Lecciones del corazón (III)
Mercedes Malavé Gonzáles
Los cuatro amores

 

Cuando un corazón se engaña

Los peligros del corazón

        El filósofo Pascal hablaba de las “razones del corazón” refiriéndose, quizá, a esas ideas a las que el corazón se aferra ciegamente, y que le hacen excluir otras razones que su propia inteligencia o el buen consejo de las personas queridas le intentan mostrar. También se usa con frecuencia la expresión “el amor es ciego” para ilustrar que una vez que el corazón ha escogido un objeto de contemplación y amor, se le hace difícil desprenderse de él y juzgar sobre la conveniencia de ese querer. Sin duda el principal peligro del corazón consiste en la tendencia a los apegamientos.

        ¿Cómo se reconoce un apegamiento? ¿Por qué pueden dañar el corazón? El amor verdadero es el que nos mueve a la generosidad, mientras que el amor egoísta es el que nos encierra en nosotros mismos, porque busca una posesión desordenada e injusta del ser amado. El deseo de poseer marca la distinción clave entre el amor de entrega y el amor de egoísta. Un corazón generoso es aquel que permanece abierto, que se relaciona con las cosas y con las personas de una manera libre, que goza de ellas porque reconoce el bien que hay en cada una, pero que no se cierra nunca a otros seres, sino que permanece dispuesto a conocerlos y a amarlos. Ésta es la clave del desprendimiento interior.

# MATERIAL PROPORCIONADO:
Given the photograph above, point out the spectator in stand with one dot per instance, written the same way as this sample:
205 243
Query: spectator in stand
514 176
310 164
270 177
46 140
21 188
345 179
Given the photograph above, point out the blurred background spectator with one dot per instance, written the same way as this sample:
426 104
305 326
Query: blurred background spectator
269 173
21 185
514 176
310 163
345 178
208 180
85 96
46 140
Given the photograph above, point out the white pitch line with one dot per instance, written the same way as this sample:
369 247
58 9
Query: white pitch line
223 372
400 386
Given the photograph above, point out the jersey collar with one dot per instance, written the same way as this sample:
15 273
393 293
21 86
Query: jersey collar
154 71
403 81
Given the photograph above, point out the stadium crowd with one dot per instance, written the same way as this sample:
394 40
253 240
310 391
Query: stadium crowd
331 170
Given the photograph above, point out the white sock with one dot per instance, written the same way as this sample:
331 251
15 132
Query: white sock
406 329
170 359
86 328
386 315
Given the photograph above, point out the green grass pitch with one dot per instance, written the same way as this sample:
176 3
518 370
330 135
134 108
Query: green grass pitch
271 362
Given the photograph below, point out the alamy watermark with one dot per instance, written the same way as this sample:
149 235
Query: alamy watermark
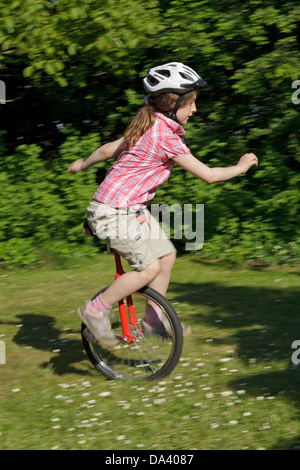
295 99
2 92
2 353
296 354
160 221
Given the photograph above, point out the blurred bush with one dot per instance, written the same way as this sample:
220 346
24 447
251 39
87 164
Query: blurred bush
73 73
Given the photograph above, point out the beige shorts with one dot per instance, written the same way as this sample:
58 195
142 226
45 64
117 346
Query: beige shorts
137 238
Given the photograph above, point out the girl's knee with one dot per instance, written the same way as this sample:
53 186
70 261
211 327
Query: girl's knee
151 271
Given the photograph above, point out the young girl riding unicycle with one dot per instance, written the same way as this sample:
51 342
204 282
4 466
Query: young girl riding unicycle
151 145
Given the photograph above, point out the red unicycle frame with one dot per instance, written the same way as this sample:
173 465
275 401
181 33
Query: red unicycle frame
127 335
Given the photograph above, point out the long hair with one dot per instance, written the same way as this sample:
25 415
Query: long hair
145 118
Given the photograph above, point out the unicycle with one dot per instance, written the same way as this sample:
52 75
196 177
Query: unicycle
138 354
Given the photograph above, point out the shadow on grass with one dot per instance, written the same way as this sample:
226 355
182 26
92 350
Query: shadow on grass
262 323
40 332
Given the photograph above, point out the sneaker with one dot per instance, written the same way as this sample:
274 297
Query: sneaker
99 327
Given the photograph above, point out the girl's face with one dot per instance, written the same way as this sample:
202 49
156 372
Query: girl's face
186 111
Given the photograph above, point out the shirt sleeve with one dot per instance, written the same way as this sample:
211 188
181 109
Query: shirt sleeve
172 146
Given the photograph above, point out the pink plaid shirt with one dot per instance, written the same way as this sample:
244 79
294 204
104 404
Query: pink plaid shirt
135 176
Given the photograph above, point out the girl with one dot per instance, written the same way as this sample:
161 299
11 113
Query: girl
152 144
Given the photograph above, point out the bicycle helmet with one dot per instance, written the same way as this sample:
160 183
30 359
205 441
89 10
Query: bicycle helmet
173 77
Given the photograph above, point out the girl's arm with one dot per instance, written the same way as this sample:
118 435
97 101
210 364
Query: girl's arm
106 151
213 175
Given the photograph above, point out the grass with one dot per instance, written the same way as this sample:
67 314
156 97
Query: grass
234 388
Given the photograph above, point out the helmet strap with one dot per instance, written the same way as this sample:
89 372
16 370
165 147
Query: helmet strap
171 114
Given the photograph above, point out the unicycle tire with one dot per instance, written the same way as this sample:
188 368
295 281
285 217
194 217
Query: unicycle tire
151 355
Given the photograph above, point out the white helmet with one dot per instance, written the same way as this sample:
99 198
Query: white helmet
174 77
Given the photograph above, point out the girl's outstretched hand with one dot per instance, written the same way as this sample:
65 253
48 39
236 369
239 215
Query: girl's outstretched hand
246 161
76 167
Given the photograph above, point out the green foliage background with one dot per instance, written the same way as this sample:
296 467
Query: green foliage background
73 74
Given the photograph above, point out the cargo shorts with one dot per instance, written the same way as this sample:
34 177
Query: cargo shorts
134 234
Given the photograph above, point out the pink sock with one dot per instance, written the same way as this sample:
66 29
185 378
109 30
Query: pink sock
98 305
153 315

# PROBLEMA BREVE 1:
Reescribe en forma de lista el párrafo del texto sobre los peligros del corazón que empieza con "¿Cómo se reconoce un apegamiento?", sin perder sus ideas principales.
# PROBLEMA BREVE 2:
Enumera los títulos y encabezados que preceden al primer párrafo del texto sobre los peligros del corazón.
# PROBLEMA BREVE 3:
Escribe la continuación del texto sobre los peligros del corazón, empezando después de su última oración.

# RESPUESTA DEL EJERCICIO 1:
- El amor verdadero mueve a la generosidad.
- El amor egoísta encierra a la persona en sí misma, porque busca una posesión desordenada e injusta del ser amado.
- El deseo de poseer es lo que distingue el amor de entrega del amor egoísta.
- Un corazón generoso permanece abierto. Se relaciona con las cosas y las personas de manera libre y goza de ellas por el bien que reconoce en cada una. Nunca se cierra a otros seres y sigue dispuesto a conocerlos y amarlos.
- En esto está la clave del desprendimiento interior.

# RESPUESTA DEL EJERCICIO 2:
- Lecciones del corazón (III)
- Los cuatro amores
- Cuando un corazón se engaña
- Los peligros del corazón

# RESPUESTA DEL EJERCICIO 3:
        Un corazón cerrado en sí mismo es aquel que se engaña pensando que ama, porque se mantiene en la contemplación del ser amado, cuando en realidad lo está contemplando no por lo bueno que tiene en sí mismo, sino por la satisfacción personal que se experimenta al contemplarlo. En lugar de ensancharse, el corazón tiende a reducirse a grandes velocidades, nacen las obsesiones hacia las personas y las cosas, lo que demuestra una ceguera y un empequeñecimiento de los horizontes existenciales, de las posibilidades de conocer y amar. Tal es el encierro en sí mismas que las personas terminan reduciéndolo todo a su propia conveniencia e intereses. Y las obsesiones, si no se intenta controlarlas, acaban por ahogar la propia personalidad. Es el efecto que tienen las pasiones desordenadas, los vicios, las ideologías. Son las cadenas del odio, de la mentira, de los prejuicios y de los complejos.

Obsesiones, prejuicios y heridas del corazón

        Las obsesiones también tienden a crear prejuicios, porque anulan la capacidad de razonar. Los prejuicios actúan como filtros que distorcionan el conocimiento de la realidad y de nosotros mismos; nos restan creatividad y valentía para superar los obstáculos que, aparentemente, impiden que realicemos nuestros sueños. ¿Cuáles son estos prejuicios? Los más comunes, en nuestra época, son aquellos que tenemos contra nosotros mismos: más o menos inteligente, complejos físicos, tendencia a pensar que nos critican, etc. También abundan los prejuicios contra los demás. Es verdad que a veces no podemos dejar de juzgar negativamente la conducta de una persona, sus ambiciones injustas o sus reacciones egoístas. Pero no debemos condenarlas, si queremos que el corazón se mantenga libre y puro de malos deseos. Tachar a una persona supone apegarse a un recuerdo, a una valoración negativa. Fomentar el desprendimiento de los propios juicios no es nada fácil pero, sin duda, ayuda a conquistar grandes espacios de libertad interior. Esto no quiere decir que tengamos que amar a esas personas que nos han dejado heridas, obligándonos a tener un buen recuerdo de ellas. A veces convendrá tenerlas más distantes, separarse un tiempo, para que el corazón recupere su capacidad de recordar con cariño una vez que ha sanado su herida.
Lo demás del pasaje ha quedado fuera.